● THE REQUEST: Return every line below that contains the word "corrugated", copying each one in full.

Point annotation records
******

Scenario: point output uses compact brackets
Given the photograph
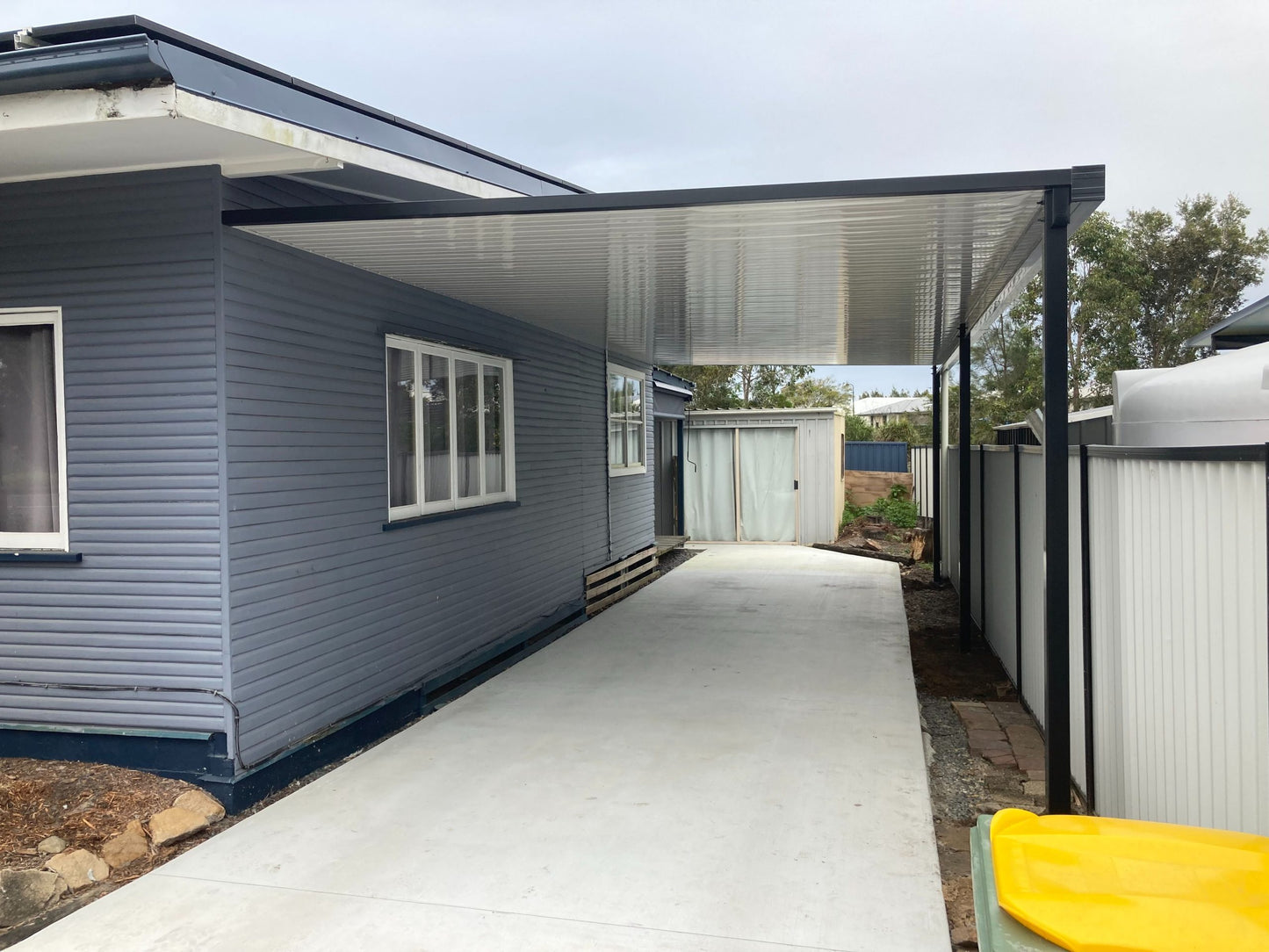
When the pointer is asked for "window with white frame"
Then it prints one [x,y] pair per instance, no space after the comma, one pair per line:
[450,428]
[626,444]
[32,430]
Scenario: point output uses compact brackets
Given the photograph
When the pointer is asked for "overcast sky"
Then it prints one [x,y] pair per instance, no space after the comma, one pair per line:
[1172,97]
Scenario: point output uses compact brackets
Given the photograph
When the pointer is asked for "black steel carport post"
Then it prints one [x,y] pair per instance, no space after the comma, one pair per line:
[1057,569]
[935,464]
[966,570]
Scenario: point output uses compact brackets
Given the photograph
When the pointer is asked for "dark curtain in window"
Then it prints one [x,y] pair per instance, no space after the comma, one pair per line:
[28,430]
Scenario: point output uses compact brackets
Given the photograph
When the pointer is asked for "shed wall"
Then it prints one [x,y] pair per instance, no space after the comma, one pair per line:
[131,261]
[330,613]
[818,465]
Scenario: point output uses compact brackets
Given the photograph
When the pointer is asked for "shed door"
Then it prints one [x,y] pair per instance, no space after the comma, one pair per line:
[710,484]
[768,484]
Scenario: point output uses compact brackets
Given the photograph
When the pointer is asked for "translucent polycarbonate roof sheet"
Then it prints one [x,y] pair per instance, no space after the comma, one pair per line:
[844,279]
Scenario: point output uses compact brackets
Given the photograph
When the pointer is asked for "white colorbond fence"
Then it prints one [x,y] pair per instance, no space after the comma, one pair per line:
[1178,618]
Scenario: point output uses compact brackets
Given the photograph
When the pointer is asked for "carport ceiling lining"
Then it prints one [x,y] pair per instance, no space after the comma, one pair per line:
[877,272]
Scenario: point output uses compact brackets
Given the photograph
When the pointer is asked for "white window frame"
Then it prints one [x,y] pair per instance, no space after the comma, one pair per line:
[45,541]
[645,391]
[418,348]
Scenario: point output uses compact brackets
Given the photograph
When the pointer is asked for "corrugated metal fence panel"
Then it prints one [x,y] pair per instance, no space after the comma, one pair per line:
[131,261]
[632,499]
[877,458]
[1180,687]
[921,461]
[330,613]
[1031,466]
[999,555]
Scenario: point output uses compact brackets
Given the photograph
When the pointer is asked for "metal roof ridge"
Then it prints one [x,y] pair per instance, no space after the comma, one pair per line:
[157,31]
[1032,180]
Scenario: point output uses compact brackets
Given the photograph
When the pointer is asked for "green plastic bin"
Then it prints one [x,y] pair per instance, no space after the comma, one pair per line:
[998,931]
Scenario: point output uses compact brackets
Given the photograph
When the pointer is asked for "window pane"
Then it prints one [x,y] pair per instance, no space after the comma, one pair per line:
[434,390]
[616,393]
[28,430]
[616,444]
[402,476]
[467,388]
[495,464]
[635,444]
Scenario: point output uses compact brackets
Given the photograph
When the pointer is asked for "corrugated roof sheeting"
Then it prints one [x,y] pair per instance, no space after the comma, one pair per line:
[772,274]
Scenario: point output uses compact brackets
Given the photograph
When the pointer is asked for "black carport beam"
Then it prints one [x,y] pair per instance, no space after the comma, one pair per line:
[935,487]
[963,521]
[1057,569]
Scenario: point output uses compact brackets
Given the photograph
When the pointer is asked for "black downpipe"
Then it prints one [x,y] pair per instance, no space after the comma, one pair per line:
[983,538]
[1018,565]
[937,490]
[1086,604]
[1057,542]
[963,493]
[681,480]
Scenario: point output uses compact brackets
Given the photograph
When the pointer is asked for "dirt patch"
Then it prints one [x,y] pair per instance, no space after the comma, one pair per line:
[83,804]
[675,558]
[963,784]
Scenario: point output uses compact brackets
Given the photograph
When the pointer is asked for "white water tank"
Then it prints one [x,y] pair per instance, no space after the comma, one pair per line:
[1220,401]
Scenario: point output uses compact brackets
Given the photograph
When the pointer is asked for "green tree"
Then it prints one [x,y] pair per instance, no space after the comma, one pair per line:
[858,429]
[818,391]
[745,386]
[1183,274]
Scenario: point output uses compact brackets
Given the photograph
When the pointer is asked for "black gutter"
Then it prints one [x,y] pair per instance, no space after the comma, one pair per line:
[207,70]
[667,198]
[83,65]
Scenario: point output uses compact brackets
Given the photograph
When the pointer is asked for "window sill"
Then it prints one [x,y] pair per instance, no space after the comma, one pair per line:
[34,555]
[450,515]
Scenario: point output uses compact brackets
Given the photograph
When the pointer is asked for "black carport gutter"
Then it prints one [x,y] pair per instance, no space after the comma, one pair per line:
[1057,567]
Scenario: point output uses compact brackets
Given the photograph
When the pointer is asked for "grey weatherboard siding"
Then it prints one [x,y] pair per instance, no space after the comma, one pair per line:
[226,473]
[328,612]
[131,261]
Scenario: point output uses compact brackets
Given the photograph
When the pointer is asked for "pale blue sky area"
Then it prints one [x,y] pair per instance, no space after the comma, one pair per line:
[863,379]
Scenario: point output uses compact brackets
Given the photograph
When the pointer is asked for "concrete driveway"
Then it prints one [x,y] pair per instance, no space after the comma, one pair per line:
[730,760]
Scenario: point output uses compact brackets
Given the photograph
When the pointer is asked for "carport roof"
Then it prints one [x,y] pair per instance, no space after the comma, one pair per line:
[869,272]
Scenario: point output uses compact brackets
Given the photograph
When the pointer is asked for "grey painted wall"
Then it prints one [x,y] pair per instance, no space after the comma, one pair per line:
[131,262]
[631,498]
[328,613]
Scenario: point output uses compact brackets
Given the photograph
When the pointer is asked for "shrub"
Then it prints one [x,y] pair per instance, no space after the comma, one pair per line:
[896,508]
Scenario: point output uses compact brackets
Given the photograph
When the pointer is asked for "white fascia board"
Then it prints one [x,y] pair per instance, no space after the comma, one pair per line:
[254,144]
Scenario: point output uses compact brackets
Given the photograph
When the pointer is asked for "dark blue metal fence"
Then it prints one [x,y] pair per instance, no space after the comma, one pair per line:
[877,458]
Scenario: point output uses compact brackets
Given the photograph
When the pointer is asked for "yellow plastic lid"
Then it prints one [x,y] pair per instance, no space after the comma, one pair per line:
[1092,883]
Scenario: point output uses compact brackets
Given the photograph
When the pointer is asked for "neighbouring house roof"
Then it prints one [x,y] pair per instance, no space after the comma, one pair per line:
[870,272]
[100,96]
[1244,328]
[876,407]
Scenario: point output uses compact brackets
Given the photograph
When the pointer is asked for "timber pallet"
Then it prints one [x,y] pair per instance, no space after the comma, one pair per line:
[615,581]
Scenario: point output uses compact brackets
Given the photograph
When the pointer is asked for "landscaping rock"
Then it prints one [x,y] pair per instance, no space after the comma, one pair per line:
[51,844]
[79,869]
[201,803]
[128,847]
[25,892]
[174,824]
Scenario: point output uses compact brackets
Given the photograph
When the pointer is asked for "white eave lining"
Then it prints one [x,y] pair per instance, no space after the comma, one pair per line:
[305,148]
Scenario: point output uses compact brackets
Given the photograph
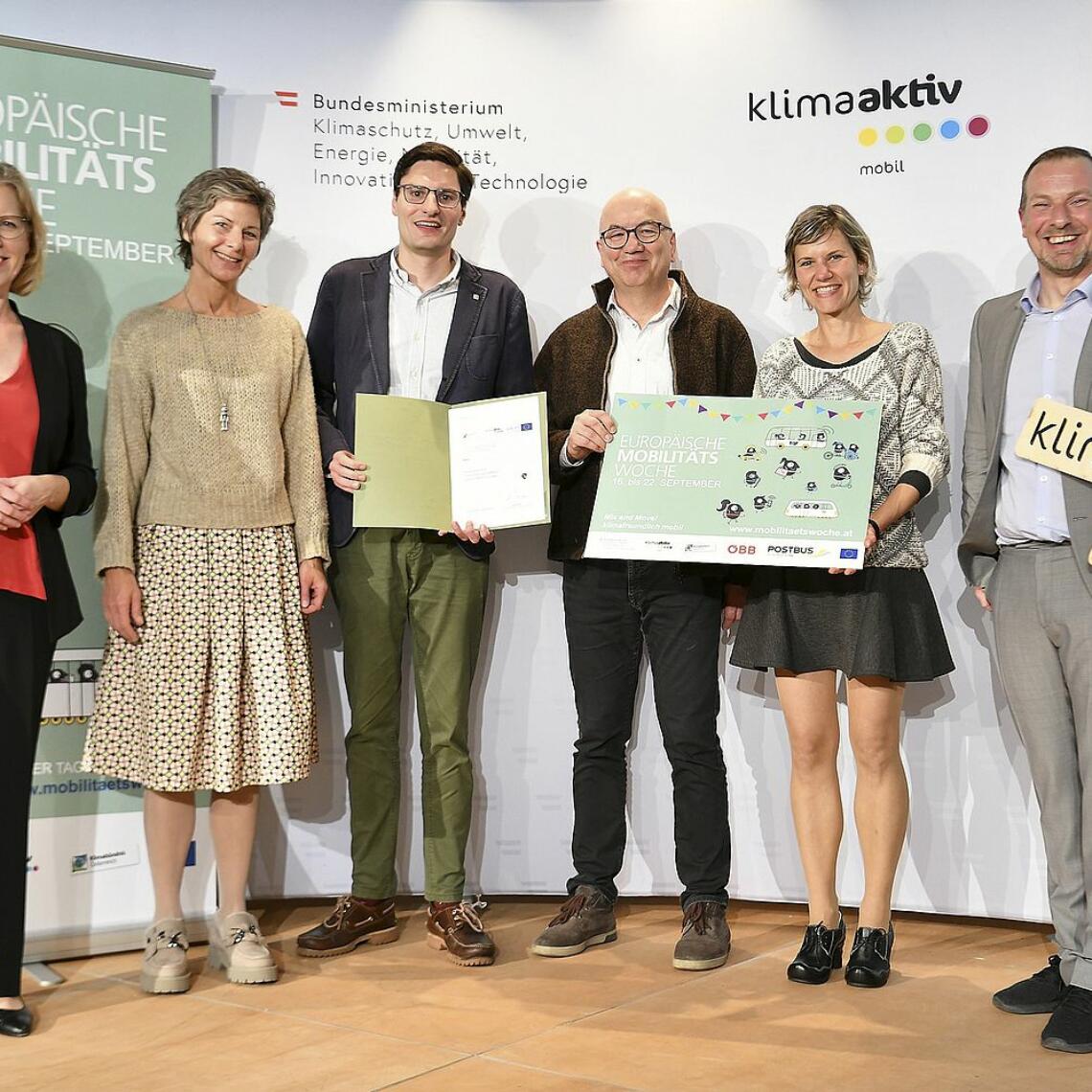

******

● SOLUTION TO THIS EXERCISE:
When the pointer is asked for "corrugated metal fence panel"
When the pointer is asked for "corrugated roof sheeting"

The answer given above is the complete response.